ASSIGNED TASK 1:
Answer these questions from the report on the Stalingrad battle, one answer per line:
(a) Which day had the battle for Stalingrad entered on the day of the report?
(b) Where were the Germans that Kosik and Berkovitz were assigned to clean out entrenched?
(c) What did Kosik and Berkovitz throw at the German tanks?
ASSIGNED TASK 2:
Translate this sentence from the report on the Stalingrad battle into Spanish: "As they approached the road, a group of German tanks appeared."
ASSIGNED TASK 3:
Using the report on the Stalingrad battle, explain in one to three sentences how Kosik and Berkovitz made the Nazis easy targets for the Russian riflemen.

Reports in the Soviet press today laud many Jewish officers and men who have distinguished themselves in the bloody battle for Stalingrad which entered its thirty-eighth day today.
Sergeant Kosik and Private Berkovitz were given the assignment of cleaning out a squad of Germans who were entrenched in hidden pits and ditches along a road on the outskirts of the city. As they approached the road, a group of German tanks appeared. Although their company was badly outnumbered, Kosik and Berkovitz threw scores of “Molotov cocktails,” setting the tanks afire and forcing their occupants to flee, making the Nazis easy targets for the Russian riflemen.

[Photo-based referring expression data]
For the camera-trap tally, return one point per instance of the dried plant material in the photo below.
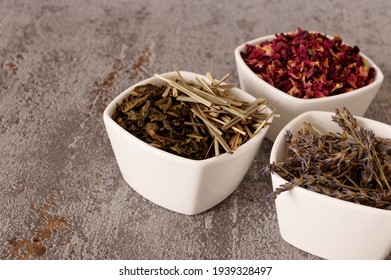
(309, 65)
(195, 120)
(353, 165)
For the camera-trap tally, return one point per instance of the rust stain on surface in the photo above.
(48, 225)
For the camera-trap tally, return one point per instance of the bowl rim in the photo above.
(108, 120)
(280, 142)
(379, 76)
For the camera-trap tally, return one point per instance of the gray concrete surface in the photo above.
(62, 62)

EXERCISE OUTPUT 1:
(a) Its thirty-eighth day.
(b) In hidden pits and ditches along a road on the outskirts of the city.
(c) Scores of "Molotov cocktails."

EXERCISE OUTPUT 2:
Cuando se acercaban a la carretera, apareció un grupo de tanques alemanes.

EXERCISE OUTPUT 3:
They threw scores of "Molotov cocktails" that set the German tanks afire. The fire forced the tanks' occupants to flee, which made them easy targets for the Russian riflemen.